§ **What to produce**
Copy out every line of the records below, switching each "Outlines" to "Polygons" and changing nothing else. Leave the pictures out.

§ **Dataset content**

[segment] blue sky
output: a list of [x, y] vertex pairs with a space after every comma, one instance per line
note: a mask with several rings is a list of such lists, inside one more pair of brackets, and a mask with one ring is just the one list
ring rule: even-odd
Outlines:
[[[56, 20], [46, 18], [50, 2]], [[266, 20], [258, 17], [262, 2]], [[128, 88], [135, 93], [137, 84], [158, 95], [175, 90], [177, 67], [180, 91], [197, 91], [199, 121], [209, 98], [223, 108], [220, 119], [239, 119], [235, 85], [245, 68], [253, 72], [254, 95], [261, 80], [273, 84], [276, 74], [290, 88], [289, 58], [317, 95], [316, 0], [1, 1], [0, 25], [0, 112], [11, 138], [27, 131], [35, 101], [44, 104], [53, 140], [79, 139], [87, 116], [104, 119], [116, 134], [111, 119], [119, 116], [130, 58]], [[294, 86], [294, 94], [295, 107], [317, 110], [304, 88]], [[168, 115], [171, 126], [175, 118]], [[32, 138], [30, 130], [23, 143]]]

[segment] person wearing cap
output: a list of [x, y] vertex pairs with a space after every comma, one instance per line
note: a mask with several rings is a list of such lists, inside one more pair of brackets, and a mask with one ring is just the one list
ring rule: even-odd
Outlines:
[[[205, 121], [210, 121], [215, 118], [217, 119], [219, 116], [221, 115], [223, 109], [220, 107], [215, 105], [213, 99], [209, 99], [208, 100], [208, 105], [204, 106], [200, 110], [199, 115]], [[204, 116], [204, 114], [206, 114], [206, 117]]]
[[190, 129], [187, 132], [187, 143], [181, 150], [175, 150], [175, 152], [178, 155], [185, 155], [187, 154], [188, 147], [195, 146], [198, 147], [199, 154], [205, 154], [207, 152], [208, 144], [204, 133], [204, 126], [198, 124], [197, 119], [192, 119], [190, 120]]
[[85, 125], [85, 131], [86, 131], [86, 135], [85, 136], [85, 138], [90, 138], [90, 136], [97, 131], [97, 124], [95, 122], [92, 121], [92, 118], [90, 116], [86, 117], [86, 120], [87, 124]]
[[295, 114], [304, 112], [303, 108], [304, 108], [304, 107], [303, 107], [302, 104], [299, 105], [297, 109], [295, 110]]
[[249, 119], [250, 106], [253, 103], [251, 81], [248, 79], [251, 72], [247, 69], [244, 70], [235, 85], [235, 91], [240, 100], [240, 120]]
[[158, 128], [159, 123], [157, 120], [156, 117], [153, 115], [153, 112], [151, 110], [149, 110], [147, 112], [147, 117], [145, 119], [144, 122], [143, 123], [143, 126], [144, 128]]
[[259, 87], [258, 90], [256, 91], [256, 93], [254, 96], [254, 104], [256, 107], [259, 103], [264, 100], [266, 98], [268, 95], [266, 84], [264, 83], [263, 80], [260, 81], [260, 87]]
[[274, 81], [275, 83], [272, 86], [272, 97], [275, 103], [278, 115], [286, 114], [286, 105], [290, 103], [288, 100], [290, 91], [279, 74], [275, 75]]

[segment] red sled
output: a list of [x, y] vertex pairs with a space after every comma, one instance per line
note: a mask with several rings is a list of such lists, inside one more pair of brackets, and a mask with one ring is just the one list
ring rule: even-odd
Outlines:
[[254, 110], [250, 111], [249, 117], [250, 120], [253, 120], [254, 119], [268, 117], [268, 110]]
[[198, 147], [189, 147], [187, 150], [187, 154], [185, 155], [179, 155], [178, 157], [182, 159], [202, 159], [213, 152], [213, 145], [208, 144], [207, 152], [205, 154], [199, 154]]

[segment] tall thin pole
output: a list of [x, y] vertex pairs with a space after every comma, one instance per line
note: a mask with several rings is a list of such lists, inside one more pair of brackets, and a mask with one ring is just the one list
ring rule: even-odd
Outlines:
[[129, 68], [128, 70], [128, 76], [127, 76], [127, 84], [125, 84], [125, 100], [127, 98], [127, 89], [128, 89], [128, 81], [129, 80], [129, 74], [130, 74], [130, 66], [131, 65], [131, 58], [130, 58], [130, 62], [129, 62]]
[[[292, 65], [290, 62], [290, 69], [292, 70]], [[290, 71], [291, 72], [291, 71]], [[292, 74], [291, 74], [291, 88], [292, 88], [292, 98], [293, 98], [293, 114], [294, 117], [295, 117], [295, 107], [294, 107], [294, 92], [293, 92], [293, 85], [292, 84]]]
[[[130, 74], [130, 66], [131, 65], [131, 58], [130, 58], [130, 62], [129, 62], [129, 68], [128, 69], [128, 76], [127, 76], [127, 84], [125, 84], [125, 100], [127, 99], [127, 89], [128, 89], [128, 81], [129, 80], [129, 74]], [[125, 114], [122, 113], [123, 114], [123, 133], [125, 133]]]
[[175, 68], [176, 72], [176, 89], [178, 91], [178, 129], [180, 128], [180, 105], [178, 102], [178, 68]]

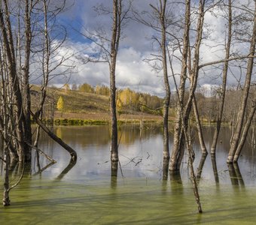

§ **Exercise answer**
[segment] blue sky
output: a list of [x, y] vertex pairs with a space after every comma, one instance per line
note: a mask with several rings is a list of such lists, inside one more pair of brackets, and a mask with one ring is just the one list
ring rule: even-odd
Polygons:
[[[56, 20], [46, 18], [50, 2]], [[266, 20], [258, 17], [262, 2]], [[128, 88], [135, 93], [137, 84], [158, 95], [175, 90], [177, 67], [180, 91], [197, 91], [199, 121], [209, 98], [223, 108], [220, 119], [239, 119], [235, 85], [245, 68], [253, 72], [254, 95], [261, 80], [273, 84], [276, 74], [290, 88], [289, 58], [317, 95], [316, 0], [1, 1], [0, 25], [0, 112], [11, 138], [27, 131], [35, 101], [44, 104], [53, 140], [79, 139], [87, 116], [104, 119], [116, 134], [111, 119], [119, 116], [130, 58]], [[294, 86], [294, 94], [295, 107], [317, 110], [304, 88]], [[168, 115], [171, 126], [175, 118]], [[32, 138], [30, 130], [23, 143]]]

[segment] person wearing cap
output: a list of [x, y] vertex pairs with a space after every comma, one instance per line
note: a mask with several rings is a list of such lists, inside one more pair of brackets, and a mask with one ring is just the one list
ring rule: even-odd
Polygons:
[[[205, 121], [210, 121], [215, 118], [217, 119], [219, 116], [221, 115], [223, 109], [220, 107], [215, 105], [213, 99], [209, 99], [208, 100], [208, 105], [204, 106], [200, 110], [199, 115]], [[204, 116], [204, 114], [206, 114], [206, 117]]]
[[190, 129], [187, 132], [187, 143], [181, 150], [175, 150], [175, 152], [178, 155], [185, 155], [187, 154], [188, 147], [195, 146], [198, 147], [199, 154], [205, 154], [207, 152], [208, 144], [204, 133], [204, 126], [198, 124], [197, 119], [192, 119], [190, 120]]
[[85, 125], [85, 131], [86, 131], [86, 135], [85, 136], [85, 138], [90, 138], [90, 136], [97, 131], [97, 124], [95, 122], [92, 121], [92, 118], [90, 116], [86, 117], [86, 120], [87, 124]]
[[295, 114], [304, 112], [303, 108], [304, 108], [304, 107], [303, 107], [302, 104], [299, 105], [297, 109], [295, 110]]
[[249, 119], [250, 106], [253, 103], [251, 81], [248, 79], [251, 72], [247, 69], [244, 70], [235, 85], [235, 91], [240, 100], [240, 120]]
[[158, 128], [159, 123], [157, 120], [156, 117], [153, 115], [153, 112], [151, 110], [149, 110], [147, 112], [147, 117], [145, 119], [144, 122], [143, 123], [143, 126], [144, 128]]
[[259, 87], [258, 90], [256, 91], [256, 93], [254, 96], [254, 104], [256, 107], [259, 103], [264, 100], [266, 98], [268, 95], [266, 84], [264, 83], [263, 80], [260, 81], [260, 87]]
[[274, 81], [275, 83], [272, 86], [272, 97], [275, 103], [278, 115], [286, 114], [286, 105], [290, 103], [288, 100], [290, 91], [279, 74], [275, 75]]

[segment] red sled
output: a list of [x, y] vertex pairs with a space after every comma, one instance per line
note: a mask with several rings is a list of such lists, inside one more pair of brackets, and a mask with one ring is just the one list
ring rule: even-odd
Polygons:
[[254, 110], [250, 111], [249, 117], [250, 120], [253, 120], [254, 119], [268, 117], [268, 110]]
[[198, 147], [189, 147], [187, 150], [187, 154], [185, 155], [179, 155], [178, 157], [182, 159], [202, 159], [213, 152], [213, 145], [208, 144], [207, 152], [205, 154], [199, 154]]

[segment] tall thin pole
output: a list of [x, y] vertex pairs with a space after every comma, one instance per line
note: a mask with several rings is a list of such lists, inside one more pair of brackets, and a mask with one ring is just the one list
ring rule: even-odd
Polygons:
[[129, 68], [128, 70], [128, 76], [127, 76], [127, 84], [125, 84], [125, 100], [127, 98], [127, 89], [128, 89], [128, 81], [129, 80], [129, 74], [130, 74], [130, 66], [131, 65], [131, 58], [130, 58], [130, 62], [129, 62]]
[[[292, 65], [290, 62], [290, 69], [292, 70]], [[290, 71], [291, 72], [291, 71]], [[292, 74], [291, 74], [291, 88], [292, 88], [292, 98], [293, 98], [293, 114], [294, 117], [295, 117], [295, 107], [294, 107], [294, 92], [293, 92], [293, 85], [292, 84]]]
[[[130, 74], [130, 66], [131, 65], [131, 58], [130, 58], [130, 62], [129, 62], [129, 68], [128, 69], [128, 76], [127, 76], [127, 84], [125, 84], [125, 100], [127, 99], [127, 89], [128, 89], [128, 81], [129, 80], [129, 74]], [[125, 114], [122, 113], [123, 114], [123, 133], [125, 133]]]
[[175, 68], [176, 72], [176, 89], [178, 91], [178, 129], [180, 128], [180, 105], [178, 102], [178, 68]]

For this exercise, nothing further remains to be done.